* PROVIDED INFORMATION

*** Begin section ***

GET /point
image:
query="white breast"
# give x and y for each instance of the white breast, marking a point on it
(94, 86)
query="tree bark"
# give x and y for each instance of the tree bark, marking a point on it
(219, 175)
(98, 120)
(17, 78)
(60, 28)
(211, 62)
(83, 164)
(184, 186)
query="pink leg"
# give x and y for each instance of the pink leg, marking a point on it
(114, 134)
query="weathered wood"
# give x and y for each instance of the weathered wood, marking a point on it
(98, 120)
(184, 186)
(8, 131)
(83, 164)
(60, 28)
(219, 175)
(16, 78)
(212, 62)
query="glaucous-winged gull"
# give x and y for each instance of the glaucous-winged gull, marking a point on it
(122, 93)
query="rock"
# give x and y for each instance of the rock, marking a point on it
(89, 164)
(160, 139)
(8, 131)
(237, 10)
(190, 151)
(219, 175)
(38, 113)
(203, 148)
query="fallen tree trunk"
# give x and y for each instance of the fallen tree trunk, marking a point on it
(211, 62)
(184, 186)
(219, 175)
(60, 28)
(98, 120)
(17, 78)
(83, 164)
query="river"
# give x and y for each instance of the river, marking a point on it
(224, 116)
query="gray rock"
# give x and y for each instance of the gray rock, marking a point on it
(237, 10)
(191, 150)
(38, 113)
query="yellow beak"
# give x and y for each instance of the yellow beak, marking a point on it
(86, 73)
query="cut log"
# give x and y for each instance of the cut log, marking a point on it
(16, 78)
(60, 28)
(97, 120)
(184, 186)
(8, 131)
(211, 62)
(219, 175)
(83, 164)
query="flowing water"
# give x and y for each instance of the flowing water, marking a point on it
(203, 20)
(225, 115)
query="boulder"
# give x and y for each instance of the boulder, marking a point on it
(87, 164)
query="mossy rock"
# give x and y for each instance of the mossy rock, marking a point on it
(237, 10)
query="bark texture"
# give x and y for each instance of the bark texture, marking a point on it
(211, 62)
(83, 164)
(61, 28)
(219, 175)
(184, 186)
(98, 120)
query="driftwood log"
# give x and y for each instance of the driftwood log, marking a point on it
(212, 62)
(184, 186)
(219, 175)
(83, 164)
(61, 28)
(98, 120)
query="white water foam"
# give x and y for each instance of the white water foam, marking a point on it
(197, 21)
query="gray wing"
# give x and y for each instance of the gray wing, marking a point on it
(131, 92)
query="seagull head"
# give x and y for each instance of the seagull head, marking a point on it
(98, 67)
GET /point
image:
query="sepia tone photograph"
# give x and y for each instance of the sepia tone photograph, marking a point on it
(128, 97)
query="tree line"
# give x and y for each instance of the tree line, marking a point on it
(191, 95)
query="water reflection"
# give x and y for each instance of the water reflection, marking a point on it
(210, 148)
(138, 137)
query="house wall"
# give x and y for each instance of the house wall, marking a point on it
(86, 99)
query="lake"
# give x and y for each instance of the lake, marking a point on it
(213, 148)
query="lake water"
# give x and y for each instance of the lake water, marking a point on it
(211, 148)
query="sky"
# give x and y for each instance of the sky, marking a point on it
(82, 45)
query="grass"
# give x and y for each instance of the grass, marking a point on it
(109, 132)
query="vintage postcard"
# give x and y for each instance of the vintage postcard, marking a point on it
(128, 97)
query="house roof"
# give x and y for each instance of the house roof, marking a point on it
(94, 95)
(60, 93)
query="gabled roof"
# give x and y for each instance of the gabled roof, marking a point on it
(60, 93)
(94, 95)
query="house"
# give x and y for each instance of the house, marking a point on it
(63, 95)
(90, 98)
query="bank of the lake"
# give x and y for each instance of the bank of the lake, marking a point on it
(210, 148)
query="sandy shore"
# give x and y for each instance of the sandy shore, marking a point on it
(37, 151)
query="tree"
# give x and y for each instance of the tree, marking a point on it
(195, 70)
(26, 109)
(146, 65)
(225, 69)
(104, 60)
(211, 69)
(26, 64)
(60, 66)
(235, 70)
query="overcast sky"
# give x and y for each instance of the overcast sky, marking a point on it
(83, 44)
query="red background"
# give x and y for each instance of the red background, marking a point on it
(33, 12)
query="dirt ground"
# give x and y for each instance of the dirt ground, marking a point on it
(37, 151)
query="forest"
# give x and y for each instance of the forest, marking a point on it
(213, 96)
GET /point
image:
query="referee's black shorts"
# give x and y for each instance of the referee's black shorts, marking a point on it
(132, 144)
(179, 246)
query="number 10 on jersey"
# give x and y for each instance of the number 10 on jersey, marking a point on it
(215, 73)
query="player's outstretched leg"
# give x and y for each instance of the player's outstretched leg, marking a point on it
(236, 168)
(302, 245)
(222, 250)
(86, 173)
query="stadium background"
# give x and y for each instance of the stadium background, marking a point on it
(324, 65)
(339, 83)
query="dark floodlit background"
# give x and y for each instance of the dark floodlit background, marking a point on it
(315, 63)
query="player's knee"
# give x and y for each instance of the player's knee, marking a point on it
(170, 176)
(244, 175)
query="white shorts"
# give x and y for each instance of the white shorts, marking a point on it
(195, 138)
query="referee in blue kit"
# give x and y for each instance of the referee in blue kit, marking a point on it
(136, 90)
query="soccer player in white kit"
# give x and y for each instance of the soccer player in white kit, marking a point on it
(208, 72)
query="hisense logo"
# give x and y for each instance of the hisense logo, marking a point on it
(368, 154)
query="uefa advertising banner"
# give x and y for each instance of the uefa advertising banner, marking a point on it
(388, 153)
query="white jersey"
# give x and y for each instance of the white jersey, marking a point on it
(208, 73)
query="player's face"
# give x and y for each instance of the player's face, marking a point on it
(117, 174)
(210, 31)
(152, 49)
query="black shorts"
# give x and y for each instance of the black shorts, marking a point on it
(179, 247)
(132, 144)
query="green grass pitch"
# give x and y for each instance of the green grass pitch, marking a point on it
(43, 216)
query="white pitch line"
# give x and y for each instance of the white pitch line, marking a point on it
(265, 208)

*** End section ***

* WHAT IS BEING ASKED
Nothing should be returned except the lines from the one holding "face, marking a point on it" through the final line of the listing, exactly as they appear.

* YOUR RESPONSE
# give x and y for each instance of the player's face, marking a point on it
(117, 174)
(210, 31)
(152, 49)
query="black shorts"
# give x and y for each instance of the black shorts, marking a point on it
(179, 247)
(132, 144)
query="green grass pitch"
# give x and y for each instance of the green grass pitch, marking a point on it
(43, 216)
query="white pitch line"
# give x and y for each instance of the white pitch line, marking a point on it
(265, 208)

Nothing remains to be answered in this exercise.